**Problem to work on:**
What do the lines from the one containing "the lamp shade" through the end of the entries say? Quote them exactly, and only them.

[Source records]
- - - - - - -
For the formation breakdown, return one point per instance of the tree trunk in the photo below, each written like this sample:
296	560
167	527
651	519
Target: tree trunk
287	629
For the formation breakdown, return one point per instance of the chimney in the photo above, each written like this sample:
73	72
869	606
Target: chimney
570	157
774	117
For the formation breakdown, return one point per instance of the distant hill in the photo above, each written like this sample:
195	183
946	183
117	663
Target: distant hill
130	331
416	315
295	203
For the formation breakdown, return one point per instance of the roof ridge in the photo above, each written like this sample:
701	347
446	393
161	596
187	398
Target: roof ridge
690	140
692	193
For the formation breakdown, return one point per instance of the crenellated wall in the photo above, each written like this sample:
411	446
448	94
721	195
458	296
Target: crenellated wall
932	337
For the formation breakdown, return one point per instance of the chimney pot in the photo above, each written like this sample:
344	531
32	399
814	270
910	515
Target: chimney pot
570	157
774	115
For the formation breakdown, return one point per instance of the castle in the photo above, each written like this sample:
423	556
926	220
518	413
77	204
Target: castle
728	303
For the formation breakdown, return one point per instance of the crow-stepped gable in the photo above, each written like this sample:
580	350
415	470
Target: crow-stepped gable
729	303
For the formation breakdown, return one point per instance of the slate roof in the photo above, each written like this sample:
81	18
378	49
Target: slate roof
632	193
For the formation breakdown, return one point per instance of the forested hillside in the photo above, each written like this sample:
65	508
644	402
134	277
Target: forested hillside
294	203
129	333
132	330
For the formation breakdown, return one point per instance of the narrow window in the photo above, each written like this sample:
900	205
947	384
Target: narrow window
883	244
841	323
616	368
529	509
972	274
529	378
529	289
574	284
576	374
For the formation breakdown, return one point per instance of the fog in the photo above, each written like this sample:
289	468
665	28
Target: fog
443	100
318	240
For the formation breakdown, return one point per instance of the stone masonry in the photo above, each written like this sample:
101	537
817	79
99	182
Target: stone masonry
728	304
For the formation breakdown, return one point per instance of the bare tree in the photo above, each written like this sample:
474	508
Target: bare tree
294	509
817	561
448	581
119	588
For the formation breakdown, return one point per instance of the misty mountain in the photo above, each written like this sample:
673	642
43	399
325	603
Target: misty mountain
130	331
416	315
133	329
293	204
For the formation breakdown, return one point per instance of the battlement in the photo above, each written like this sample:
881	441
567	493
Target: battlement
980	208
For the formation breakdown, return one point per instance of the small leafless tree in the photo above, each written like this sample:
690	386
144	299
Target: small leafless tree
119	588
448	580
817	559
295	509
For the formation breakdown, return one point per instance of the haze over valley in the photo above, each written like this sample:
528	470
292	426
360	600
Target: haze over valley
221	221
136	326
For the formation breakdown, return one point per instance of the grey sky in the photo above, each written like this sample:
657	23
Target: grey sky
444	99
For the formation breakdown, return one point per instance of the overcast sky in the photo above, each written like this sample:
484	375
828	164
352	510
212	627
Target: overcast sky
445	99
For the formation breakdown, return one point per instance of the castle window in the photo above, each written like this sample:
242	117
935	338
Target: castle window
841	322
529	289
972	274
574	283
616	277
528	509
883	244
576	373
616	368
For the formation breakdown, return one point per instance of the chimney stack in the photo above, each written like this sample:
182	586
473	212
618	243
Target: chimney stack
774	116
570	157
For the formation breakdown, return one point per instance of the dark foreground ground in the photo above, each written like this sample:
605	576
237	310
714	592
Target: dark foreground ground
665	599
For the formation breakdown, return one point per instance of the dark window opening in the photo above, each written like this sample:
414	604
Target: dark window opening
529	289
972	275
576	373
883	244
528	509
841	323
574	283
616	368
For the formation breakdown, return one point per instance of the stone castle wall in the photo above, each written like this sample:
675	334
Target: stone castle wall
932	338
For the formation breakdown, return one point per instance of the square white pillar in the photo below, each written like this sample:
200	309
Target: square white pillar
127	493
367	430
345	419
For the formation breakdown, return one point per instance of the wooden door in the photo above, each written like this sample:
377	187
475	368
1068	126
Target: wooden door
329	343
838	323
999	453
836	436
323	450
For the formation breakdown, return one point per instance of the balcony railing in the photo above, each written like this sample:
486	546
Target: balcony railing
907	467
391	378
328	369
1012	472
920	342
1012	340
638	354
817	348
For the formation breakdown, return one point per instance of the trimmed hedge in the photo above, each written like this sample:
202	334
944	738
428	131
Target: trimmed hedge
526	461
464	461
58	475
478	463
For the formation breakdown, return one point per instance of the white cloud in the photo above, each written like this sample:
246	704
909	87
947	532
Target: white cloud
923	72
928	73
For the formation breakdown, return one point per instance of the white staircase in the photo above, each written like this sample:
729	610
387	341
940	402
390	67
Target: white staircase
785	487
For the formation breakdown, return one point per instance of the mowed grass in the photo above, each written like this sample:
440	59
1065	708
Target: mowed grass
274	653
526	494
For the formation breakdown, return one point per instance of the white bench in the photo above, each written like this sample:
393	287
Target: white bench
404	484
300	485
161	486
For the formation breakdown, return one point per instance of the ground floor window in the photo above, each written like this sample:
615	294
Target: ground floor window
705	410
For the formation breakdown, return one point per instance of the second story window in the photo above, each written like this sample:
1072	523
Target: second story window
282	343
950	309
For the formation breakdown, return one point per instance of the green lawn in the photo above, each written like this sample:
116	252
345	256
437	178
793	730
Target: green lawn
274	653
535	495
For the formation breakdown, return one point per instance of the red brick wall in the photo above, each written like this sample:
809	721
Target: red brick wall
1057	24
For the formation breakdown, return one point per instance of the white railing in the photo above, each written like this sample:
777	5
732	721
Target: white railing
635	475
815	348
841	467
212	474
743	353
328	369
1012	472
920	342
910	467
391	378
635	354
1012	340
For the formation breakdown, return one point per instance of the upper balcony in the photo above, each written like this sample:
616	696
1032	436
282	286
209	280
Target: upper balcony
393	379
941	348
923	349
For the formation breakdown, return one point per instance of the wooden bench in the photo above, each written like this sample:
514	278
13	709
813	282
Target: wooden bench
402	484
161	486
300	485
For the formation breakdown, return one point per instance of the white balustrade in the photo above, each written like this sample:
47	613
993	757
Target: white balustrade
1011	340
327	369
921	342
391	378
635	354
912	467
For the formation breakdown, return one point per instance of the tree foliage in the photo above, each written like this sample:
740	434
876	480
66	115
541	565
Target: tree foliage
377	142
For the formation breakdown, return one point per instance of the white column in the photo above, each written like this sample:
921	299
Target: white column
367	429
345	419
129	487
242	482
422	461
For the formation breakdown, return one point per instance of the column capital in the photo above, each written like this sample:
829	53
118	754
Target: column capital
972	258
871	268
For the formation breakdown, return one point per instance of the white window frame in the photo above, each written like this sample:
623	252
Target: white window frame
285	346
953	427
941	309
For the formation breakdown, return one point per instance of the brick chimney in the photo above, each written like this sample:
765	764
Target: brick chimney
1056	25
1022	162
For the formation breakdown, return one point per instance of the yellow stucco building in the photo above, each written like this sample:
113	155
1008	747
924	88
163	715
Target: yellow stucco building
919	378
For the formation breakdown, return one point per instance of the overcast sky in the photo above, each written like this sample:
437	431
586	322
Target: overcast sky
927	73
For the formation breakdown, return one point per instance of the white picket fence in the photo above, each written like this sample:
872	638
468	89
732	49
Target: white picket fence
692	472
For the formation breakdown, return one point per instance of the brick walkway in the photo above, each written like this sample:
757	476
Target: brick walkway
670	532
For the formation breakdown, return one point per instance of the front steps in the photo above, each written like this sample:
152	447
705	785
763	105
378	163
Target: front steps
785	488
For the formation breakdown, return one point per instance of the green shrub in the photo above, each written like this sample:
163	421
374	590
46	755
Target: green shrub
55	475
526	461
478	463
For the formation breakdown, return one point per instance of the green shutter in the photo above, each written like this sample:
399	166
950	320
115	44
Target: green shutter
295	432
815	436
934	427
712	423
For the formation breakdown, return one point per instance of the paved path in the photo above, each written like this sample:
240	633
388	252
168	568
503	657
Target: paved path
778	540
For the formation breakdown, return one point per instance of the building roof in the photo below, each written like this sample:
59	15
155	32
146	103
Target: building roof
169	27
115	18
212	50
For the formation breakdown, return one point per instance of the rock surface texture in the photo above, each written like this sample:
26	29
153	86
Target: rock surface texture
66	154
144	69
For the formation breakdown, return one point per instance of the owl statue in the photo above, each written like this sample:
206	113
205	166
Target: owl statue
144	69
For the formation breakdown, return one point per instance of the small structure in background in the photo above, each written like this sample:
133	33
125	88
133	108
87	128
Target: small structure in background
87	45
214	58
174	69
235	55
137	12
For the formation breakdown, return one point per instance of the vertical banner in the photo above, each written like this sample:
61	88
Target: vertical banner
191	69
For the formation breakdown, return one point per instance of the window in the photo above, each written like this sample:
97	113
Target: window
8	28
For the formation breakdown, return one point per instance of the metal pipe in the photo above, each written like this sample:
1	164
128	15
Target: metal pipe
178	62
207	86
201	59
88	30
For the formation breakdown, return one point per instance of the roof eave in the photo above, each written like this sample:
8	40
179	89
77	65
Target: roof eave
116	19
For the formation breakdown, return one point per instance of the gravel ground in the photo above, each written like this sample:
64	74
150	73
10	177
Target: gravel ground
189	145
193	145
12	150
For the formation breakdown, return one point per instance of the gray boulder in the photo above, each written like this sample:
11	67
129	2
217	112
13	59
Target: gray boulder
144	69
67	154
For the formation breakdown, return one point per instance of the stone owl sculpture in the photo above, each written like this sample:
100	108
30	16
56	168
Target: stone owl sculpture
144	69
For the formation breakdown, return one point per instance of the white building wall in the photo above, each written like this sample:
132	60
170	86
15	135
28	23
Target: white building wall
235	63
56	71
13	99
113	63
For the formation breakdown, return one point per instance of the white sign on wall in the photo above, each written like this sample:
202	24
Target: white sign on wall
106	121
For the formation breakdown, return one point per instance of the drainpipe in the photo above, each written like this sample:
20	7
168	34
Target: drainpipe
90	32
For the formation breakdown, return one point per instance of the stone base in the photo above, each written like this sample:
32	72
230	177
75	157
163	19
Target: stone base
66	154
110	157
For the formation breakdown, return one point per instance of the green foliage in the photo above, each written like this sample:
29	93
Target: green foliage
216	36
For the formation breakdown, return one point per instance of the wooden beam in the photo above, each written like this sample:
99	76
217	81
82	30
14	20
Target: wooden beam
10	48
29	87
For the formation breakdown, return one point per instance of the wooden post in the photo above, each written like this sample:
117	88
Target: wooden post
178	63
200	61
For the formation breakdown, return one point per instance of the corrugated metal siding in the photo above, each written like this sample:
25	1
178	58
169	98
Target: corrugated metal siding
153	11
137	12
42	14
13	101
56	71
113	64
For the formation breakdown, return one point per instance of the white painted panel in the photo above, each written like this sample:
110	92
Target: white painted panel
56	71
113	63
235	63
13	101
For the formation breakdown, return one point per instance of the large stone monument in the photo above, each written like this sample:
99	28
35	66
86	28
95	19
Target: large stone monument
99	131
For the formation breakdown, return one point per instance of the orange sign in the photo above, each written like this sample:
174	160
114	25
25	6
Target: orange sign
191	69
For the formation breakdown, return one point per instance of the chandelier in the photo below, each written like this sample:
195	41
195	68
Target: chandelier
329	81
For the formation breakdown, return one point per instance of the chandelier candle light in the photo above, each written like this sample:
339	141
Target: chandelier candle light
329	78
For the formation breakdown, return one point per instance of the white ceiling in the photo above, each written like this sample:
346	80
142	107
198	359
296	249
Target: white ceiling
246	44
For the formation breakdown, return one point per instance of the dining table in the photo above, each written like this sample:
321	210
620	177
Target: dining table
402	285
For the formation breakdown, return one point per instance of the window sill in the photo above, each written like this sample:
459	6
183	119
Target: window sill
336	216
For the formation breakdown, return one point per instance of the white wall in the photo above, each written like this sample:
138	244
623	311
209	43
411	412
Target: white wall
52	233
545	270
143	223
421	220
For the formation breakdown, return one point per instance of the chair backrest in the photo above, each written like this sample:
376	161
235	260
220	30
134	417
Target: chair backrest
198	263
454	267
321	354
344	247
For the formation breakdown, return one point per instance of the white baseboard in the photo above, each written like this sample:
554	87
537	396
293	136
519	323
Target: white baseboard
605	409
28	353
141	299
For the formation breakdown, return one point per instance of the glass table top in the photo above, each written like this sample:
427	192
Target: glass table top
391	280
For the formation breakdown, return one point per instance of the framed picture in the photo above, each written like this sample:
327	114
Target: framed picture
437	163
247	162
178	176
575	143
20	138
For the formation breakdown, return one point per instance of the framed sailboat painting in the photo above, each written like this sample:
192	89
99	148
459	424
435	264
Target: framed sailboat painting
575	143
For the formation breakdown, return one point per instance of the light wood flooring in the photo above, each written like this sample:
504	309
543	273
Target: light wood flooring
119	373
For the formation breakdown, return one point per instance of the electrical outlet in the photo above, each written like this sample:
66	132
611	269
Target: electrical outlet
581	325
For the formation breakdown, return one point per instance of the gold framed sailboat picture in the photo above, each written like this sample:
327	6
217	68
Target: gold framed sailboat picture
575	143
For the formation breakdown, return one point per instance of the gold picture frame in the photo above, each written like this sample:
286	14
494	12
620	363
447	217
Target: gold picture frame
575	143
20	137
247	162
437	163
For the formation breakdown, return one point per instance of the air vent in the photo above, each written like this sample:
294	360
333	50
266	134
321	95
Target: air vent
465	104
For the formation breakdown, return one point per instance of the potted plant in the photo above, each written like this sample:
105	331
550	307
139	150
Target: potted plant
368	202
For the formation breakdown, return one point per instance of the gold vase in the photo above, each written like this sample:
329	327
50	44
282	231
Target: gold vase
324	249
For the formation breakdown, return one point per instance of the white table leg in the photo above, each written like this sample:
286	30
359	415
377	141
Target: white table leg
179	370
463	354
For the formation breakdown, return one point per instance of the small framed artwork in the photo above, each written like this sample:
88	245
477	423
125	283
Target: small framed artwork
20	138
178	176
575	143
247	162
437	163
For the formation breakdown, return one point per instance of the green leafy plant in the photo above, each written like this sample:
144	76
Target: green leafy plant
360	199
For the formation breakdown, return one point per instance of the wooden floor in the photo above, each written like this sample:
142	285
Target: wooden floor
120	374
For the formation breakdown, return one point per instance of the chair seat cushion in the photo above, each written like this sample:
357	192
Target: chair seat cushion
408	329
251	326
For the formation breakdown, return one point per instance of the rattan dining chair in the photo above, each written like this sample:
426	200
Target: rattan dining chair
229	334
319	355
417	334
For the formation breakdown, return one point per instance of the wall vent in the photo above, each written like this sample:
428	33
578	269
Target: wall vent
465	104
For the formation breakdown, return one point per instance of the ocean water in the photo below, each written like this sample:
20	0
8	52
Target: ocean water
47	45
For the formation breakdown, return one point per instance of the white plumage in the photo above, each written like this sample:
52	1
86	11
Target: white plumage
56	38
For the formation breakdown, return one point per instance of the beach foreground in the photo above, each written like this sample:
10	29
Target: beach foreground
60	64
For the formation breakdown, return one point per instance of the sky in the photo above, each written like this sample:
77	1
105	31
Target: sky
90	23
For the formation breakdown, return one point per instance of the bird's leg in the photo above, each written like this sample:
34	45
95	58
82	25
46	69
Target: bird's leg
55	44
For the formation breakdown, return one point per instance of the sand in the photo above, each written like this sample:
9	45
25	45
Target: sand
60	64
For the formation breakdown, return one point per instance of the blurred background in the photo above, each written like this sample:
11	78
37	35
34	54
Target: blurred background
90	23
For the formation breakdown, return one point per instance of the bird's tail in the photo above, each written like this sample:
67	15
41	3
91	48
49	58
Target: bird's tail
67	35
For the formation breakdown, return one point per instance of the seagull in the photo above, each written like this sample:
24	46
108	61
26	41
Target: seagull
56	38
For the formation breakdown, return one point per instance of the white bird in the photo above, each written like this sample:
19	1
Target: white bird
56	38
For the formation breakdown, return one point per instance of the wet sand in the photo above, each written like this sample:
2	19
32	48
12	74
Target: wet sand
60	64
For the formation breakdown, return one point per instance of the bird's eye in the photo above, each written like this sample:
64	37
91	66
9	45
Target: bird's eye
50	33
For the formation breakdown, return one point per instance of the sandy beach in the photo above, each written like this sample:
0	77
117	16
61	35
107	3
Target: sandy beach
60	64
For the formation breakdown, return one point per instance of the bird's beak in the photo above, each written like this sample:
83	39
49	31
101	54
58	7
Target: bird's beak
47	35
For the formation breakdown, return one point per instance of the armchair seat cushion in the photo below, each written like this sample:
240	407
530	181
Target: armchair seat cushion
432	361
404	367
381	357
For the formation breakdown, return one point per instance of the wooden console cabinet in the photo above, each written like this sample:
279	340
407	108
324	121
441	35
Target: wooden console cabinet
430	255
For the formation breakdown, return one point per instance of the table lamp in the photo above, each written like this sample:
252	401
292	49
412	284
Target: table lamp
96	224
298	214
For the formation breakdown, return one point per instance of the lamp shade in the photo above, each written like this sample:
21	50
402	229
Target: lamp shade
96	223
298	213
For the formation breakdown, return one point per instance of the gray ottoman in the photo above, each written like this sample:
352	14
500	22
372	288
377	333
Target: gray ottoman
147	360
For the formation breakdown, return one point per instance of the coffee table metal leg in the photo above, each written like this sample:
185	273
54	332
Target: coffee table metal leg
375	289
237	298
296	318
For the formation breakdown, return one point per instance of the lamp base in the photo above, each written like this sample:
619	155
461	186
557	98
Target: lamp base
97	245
- - - - - - -
**Answer for the task:**
For the formation breakdown, return one point per instance of the lamp shade in the photo above, each written like this sample:
21	50
402	229
Target: lamp shade
96	223
298	213
For the formation breakdown, return one point per instance of the gray ottoman in the photo above, each written like this sample:
352	14
500	22
372	288
377	333
Target: gray ottoman
147	360
For the formation breakdown, return one point per instance of the coffee table metal leg in the photo above, each written like this sample:
185	273
54	332
Target: coffee table metal leg
375	289
237	298
296	318
For the formation breakdown, return one point per instance of the lamp base in the photo above, each written like this sample:
619	155
461	186
557	98
Target: lamp base
97	245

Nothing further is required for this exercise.